### Consigne
Recopiez à l'identique l'intégralité du texte consacré au mémorandum de Dick Fisch.

### Texte de la page
******************************

Palo Alto, Californie – 15 septembre 1965.
Dans le mémorandum qu’il adresse à Don D. Jackson pour lui suggérer la création du premier Centre de thérapie brève au sein du Mental Research Institute de Palo Alto, le psychiatre Dick Fisch présente ses arguments de la façon suivante :
« Actuellement, la principale offre de traitement, voire la seule, en psychiatrie ambulatoire est la psychothérapie de longue durée. Et cela n’est pas seulement vrai pour les thérapeutes qui exercent à titre privé, mais aussi pour la plupart des cliniques ambulatoires. (…) Ainsi, il existe un besoin pour un établissement qui fournirait systématiquement une thérapie imaginative, bien planifiée et brève et permettrait en même temps une étude plus approfondie de l’efficacité de cette approche en général, et de façon plus spécifique des différentes techniques particulières employées. » 1
Pragmatisme, brièveté, efficacité, rigueur et imagination : les fondements de l’approche de résolution de problèmes systémique et stratégique apparaissent déjà très clairement dans ce document interne de l’époque. Mais qui en était donc l’auteur visionnaire, et qu’en est-il advenu ?

******************************

### Données fournies
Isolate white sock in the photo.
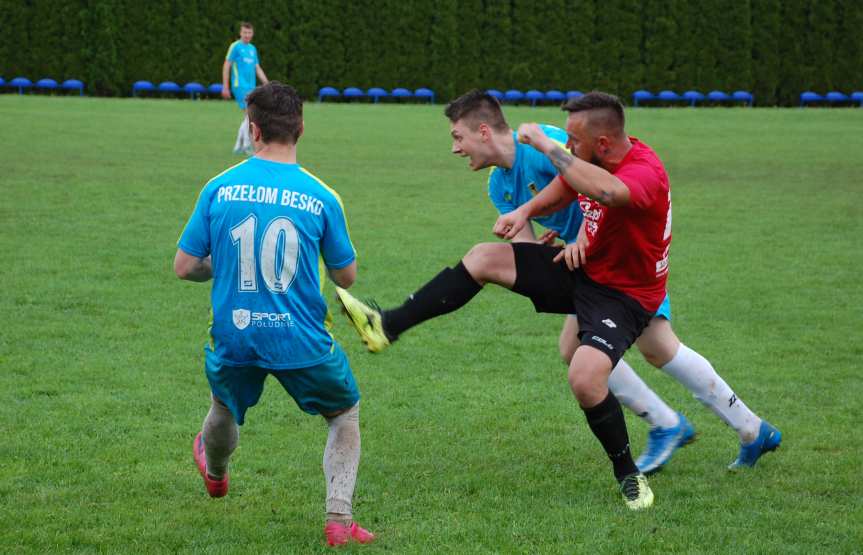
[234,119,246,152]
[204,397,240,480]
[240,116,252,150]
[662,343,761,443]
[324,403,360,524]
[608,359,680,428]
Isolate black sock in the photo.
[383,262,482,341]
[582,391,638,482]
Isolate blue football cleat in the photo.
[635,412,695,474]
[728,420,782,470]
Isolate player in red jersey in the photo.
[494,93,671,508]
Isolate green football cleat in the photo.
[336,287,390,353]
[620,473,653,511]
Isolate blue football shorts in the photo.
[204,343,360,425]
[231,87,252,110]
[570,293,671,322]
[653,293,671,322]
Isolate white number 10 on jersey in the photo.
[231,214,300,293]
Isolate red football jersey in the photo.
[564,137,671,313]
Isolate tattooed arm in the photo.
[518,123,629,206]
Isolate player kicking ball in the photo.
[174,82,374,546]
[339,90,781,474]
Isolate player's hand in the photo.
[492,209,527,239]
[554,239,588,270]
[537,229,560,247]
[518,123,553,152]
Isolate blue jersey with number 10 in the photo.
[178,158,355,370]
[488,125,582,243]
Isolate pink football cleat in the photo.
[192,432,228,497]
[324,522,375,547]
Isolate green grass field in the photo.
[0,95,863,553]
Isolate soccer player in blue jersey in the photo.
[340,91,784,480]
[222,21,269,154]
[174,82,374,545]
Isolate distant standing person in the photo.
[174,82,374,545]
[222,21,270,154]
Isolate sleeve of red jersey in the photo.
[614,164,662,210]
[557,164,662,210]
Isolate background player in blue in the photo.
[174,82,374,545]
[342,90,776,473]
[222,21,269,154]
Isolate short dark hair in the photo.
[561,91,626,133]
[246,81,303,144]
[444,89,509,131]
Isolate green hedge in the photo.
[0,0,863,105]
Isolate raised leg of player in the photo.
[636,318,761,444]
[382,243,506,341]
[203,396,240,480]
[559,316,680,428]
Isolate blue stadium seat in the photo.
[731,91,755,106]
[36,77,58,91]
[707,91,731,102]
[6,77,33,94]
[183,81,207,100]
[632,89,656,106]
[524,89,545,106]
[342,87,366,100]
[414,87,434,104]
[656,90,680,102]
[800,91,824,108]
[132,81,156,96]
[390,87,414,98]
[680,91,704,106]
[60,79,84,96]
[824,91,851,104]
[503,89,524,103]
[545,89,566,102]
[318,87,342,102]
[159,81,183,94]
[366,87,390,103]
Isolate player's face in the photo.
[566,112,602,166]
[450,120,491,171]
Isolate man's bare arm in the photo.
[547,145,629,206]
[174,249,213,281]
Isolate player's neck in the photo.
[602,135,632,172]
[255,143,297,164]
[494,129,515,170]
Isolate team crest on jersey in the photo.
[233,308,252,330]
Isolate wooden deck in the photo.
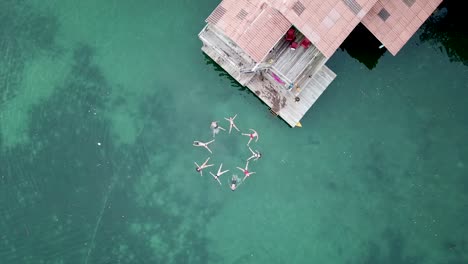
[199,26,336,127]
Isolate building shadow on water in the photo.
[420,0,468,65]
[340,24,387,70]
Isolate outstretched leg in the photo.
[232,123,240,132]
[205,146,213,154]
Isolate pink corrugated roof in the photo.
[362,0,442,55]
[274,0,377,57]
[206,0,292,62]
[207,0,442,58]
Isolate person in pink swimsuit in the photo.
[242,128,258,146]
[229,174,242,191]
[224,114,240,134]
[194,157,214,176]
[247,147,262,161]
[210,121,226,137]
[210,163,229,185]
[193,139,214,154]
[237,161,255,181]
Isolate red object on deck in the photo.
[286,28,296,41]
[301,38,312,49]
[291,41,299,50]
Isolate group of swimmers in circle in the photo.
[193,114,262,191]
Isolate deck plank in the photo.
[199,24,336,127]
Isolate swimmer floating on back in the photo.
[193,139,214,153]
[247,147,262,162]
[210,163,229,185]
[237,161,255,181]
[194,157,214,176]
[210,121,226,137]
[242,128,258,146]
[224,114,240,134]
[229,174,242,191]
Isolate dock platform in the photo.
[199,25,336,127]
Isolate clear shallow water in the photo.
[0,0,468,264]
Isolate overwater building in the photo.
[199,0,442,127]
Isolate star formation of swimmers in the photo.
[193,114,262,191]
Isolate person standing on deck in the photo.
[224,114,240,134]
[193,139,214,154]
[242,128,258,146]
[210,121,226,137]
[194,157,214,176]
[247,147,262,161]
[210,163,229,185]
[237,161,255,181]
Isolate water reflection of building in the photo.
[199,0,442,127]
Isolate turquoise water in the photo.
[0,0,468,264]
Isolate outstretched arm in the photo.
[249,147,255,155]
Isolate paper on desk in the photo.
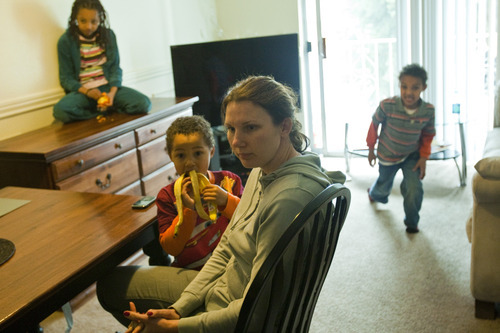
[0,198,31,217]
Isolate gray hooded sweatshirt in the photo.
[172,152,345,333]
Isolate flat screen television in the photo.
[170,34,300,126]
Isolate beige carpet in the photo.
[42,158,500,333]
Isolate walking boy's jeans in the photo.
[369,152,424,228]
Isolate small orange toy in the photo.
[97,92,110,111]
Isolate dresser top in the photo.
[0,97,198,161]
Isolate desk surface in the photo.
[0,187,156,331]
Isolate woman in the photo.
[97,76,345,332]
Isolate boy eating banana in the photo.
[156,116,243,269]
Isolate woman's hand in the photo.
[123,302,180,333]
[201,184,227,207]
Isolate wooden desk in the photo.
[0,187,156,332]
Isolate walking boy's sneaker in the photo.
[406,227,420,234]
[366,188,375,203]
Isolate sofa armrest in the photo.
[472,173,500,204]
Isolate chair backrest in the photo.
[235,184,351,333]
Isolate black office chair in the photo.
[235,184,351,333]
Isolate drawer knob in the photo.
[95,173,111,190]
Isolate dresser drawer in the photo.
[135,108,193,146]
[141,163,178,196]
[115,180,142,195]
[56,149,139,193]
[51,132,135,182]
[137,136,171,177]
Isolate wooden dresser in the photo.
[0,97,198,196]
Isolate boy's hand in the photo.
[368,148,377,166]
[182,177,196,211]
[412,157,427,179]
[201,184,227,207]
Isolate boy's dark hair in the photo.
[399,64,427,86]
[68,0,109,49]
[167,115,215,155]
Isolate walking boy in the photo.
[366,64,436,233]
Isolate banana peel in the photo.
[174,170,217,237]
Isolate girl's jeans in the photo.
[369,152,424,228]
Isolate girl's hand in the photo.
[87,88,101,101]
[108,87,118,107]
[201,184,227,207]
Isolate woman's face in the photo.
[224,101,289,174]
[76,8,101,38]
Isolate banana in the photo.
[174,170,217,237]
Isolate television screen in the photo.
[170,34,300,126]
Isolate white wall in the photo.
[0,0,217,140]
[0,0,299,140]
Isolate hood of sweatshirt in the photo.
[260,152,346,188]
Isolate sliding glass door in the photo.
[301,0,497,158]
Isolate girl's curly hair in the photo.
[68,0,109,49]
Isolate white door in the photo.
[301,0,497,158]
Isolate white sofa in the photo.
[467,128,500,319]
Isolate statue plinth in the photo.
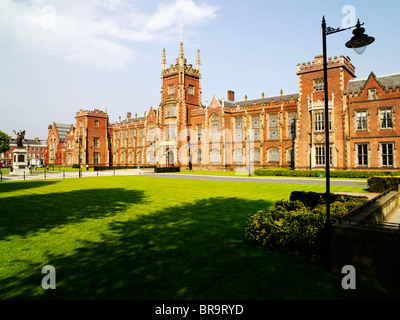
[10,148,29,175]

******************************

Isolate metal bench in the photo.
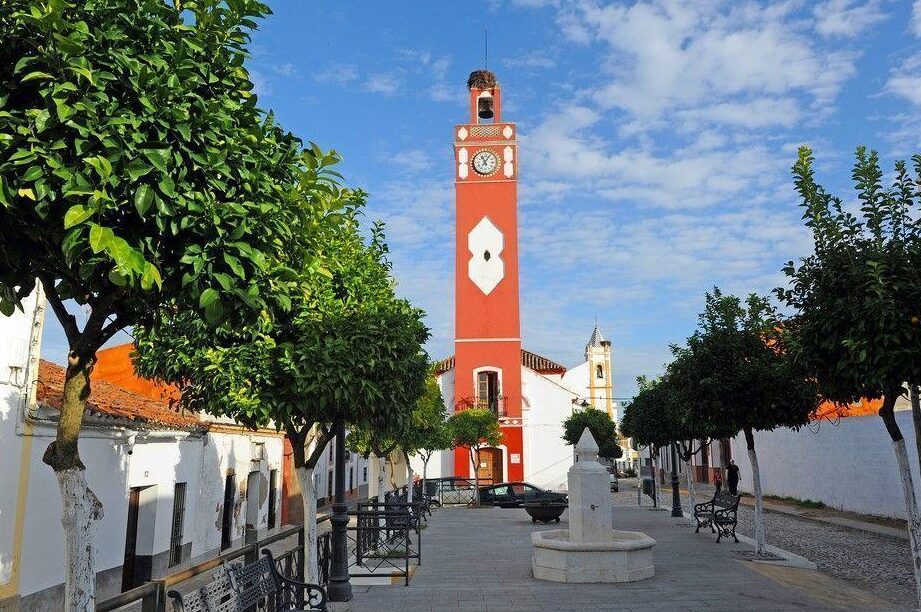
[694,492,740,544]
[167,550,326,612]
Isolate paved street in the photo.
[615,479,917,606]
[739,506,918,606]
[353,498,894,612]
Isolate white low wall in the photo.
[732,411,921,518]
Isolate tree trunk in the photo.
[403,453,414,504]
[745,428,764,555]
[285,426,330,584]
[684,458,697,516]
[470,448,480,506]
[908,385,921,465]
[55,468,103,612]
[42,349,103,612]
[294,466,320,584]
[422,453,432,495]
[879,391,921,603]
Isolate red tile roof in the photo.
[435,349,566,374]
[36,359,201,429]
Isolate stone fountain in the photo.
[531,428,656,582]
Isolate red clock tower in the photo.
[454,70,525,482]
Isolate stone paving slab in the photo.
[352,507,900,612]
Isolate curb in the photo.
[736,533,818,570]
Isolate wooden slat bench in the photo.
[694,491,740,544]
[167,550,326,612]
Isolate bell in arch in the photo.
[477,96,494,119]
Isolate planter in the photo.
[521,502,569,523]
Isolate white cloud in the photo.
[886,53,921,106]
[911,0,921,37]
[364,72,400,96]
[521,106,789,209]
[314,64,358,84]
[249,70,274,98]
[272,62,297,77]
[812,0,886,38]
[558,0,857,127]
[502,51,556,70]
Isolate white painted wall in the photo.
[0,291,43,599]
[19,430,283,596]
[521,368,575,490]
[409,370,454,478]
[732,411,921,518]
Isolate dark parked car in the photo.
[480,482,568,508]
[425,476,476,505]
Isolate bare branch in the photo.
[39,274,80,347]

******************************

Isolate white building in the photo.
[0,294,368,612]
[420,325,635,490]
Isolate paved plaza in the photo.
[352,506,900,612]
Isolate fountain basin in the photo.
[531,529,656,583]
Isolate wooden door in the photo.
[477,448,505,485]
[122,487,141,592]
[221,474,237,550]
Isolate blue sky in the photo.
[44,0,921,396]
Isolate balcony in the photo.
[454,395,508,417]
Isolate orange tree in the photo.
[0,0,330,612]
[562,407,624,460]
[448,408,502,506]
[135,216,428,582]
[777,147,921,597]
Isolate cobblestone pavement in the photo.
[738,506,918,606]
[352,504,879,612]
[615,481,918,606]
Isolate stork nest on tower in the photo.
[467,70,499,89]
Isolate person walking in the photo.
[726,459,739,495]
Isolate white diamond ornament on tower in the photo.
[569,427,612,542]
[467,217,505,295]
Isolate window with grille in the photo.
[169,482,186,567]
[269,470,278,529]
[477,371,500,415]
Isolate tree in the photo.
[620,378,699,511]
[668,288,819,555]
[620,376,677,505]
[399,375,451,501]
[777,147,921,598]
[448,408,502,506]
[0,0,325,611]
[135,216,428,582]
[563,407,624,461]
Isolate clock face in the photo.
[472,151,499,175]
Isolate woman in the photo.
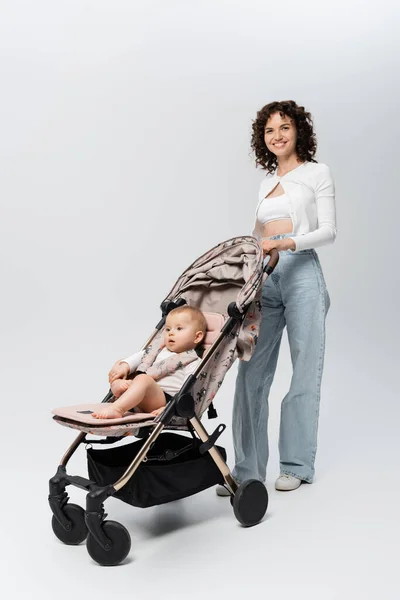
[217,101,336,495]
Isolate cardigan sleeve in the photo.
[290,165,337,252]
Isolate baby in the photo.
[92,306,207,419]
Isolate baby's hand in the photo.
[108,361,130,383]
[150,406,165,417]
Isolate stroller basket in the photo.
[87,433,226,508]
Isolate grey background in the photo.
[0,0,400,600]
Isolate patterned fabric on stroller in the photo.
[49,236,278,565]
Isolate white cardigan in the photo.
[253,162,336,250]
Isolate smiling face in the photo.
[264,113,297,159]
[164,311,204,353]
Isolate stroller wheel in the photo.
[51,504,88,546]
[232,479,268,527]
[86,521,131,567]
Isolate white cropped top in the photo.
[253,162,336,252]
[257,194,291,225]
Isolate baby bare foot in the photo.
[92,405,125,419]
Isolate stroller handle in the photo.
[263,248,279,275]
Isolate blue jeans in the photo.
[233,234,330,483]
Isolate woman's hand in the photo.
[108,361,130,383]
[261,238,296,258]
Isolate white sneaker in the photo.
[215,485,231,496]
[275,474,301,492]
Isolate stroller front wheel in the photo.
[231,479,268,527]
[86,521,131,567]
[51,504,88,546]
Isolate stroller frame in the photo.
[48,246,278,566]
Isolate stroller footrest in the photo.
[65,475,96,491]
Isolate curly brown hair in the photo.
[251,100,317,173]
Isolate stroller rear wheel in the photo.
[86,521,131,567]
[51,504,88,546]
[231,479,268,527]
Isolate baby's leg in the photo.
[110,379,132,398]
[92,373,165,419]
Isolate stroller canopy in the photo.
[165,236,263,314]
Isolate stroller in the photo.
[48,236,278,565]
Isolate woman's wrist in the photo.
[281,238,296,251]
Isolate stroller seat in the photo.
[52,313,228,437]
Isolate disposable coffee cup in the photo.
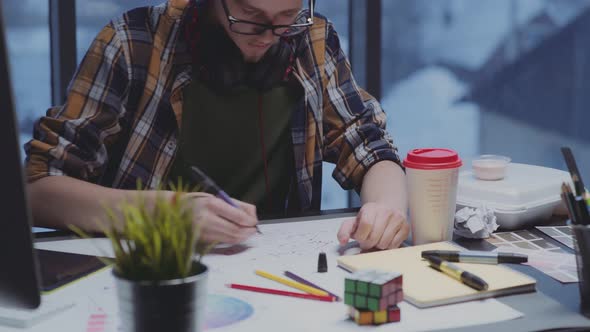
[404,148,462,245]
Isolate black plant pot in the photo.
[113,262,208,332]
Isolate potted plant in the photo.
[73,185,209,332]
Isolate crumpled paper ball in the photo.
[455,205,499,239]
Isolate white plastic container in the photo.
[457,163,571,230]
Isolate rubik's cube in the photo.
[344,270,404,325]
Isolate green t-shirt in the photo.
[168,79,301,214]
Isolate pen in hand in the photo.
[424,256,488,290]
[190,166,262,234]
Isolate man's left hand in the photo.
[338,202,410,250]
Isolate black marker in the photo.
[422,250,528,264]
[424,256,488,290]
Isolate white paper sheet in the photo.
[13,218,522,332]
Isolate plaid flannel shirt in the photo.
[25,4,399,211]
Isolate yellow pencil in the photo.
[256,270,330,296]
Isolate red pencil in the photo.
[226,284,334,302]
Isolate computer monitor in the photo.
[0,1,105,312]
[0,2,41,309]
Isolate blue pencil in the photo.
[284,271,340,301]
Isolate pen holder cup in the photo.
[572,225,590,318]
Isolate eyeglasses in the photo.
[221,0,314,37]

******************************

### Réponse ci-dessous
Palo Alto, Californie – 15 septembre 1965.
Dans le mémorandum qu’il adresse à Don D. Jackson pour lui suggérer la création du premier Centre de thérapie brève au sein du Mental Research Institute de Palo Alto, le psychiatre Dick Fisch présente ses arguments de la façon suivante :
« Actuellement, la principale offre de traitement, voire la seule, en psychiatrie ambulatoire est la psychothérapie de longue durée. Et cela n’est pas seulement vrai pour les thérapeutes qui exercent à titre privé, mais aussi pour la plupart des cliniques ambulatoires. (…) Ainsi, il existe un besoin pour un établissement qui fournirait systématiquement une thérapie imaginative, bien planifiée et brève et permettrait en même temps une étude plus approfondie de l’efficacité de cette approche en général, et de façon plus spécifique des différentes techniques particulières employées. » 1
Pragmatisme, brièveté, efficacité, rigueur et imagination : les fondements de l’approche de résolution de problèmes systémique et stratégique apparaissent déjà très clairement dans ce document interne de l’époque. Mais qui en était donc l’auteur visionnaire, et qu’en est-il advenu ?